** Data extract follows **
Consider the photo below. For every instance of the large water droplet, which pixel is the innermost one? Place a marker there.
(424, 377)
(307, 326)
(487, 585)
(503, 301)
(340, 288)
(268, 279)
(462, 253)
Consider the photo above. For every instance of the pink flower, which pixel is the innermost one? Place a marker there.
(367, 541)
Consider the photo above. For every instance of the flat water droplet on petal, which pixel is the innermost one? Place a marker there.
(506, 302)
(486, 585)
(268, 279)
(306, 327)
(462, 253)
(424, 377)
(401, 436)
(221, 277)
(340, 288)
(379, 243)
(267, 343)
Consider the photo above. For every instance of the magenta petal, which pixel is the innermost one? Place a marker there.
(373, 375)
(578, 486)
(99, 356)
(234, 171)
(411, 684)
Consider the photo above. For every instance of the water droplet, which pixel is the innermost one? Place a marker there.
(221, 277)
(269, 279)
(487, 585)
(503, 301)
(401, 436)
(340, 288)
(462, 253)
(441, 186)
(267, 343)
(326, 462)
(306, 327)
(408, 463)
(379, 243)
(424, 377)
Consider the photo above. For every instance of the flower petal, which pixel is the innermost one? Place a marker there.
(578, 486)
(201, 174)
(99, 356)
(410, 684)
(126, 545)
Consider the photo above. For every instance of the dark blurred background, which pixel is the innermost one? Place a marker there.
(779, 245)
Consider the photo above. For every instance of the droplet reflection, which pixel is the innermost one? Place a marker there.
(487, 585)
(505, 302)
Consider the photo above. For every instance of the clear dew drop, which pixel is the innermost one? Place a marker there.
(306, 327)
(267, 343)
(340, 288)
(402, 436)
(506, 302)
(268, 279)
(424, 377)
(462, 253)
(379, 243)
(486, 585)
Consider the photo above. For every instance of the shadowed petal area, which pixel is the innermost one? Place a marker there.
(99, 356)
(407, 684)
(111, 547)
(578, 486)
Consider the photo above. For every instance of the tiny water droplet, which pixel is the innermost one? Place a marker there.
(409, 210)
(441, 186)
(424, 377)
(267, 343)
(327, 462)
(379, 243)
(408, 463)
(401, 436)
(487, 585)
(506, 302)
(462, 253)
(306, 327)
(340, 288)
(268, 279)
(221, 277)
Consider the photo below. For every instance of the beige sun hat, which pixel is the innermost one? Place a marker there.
** End of Data extract **
Task statement —
Exactly as written above, copy out all the records.

Task result —
Consider the photo below. For every instance of the large water droplet, which pixel is the innermost one? Place a marker there.
(424, 377)
(307, 326)
(487, 585)
(503, 301)
(340, 288)
(268, 279)
(462, 253)
Consider the photo above. For every instance of the pink flower, which pixel is the innermost one? Place a marker there.
(367, 541)
Consider the photo above. For every instance of the flat water droplet on petal, which pixel is the innermost one? Place a marker there.
(506, 302)
(486, 585)
(268, 279)
(306, 327)
(462, 253)
(424, 377)
(401, 436)
(221, 277)
(340, 288)
(379, 243)
(267, 343)
Consider the photo above. For every instance of the magenta petal, which pixel is the innermost one? Place a marker there.
(373, 375)
(578, 486)
(99, 356)
(234, 171)
(411, 684)
Consider the photo above. For every instance of the water droplet, which pixel is the innermost one? Place a marker there.
(221, 277)
(269, 279)
(487, 585)
(503, 301)
(401, 436)
(340, 288)
(462, 253)
(441, 186)
(267, 343)
(326, 462)
(306, 327)
(408, 463)
(379, 243)
(424, 377)
Consider the photo above. For every instance of the flower petal, which pixel is the innermost one? Place a marker there.
(578, 486)
(201, 174)
(99, 356)
(410, 684)
(126, 545)
Consider the photo above. For every instance of the dark blurred background, which pixel is the innermost one? Place a marker there.
(779, 245)
Consider the photo above. For every instance of the droplet reflection, which pixel is the innermost one? Place a marker there.
(487, 585)
(505, 302)
Consider the photo above. For every instance of the clear dew drop, which pixel is the innermost one? Place a marker there.
(306, 327)
(267, 343)
(340, 288)
(402, 436)
(506, 302)
(268, 279)
(424, 377)
(462, 253)
(379, 243)
(486, 585)
Consider the photo above. For every instance of the shadowed petal area, which pixel is the innermost one? Place a marker there.
(99, 356)
(407, 684)
(111, 547)
(578, 486)
Consider the photo above. For every instance of the tiny water droplet, which pixel is the innermost one? Place a marker there.
(409, 210)
(441, 186)
(424, 377)
(267, 343)
(327, 462)
(379, 243)
(408, 463)
(401, 436)
(487, 585)
(506, 302)
(462, 253)
(306, 327)
(340, 288)
(268, 279)
(221, 277)
Consider the photo below. For every instance of the beige sun hat, which pixel is the innermost one? Place a marker there.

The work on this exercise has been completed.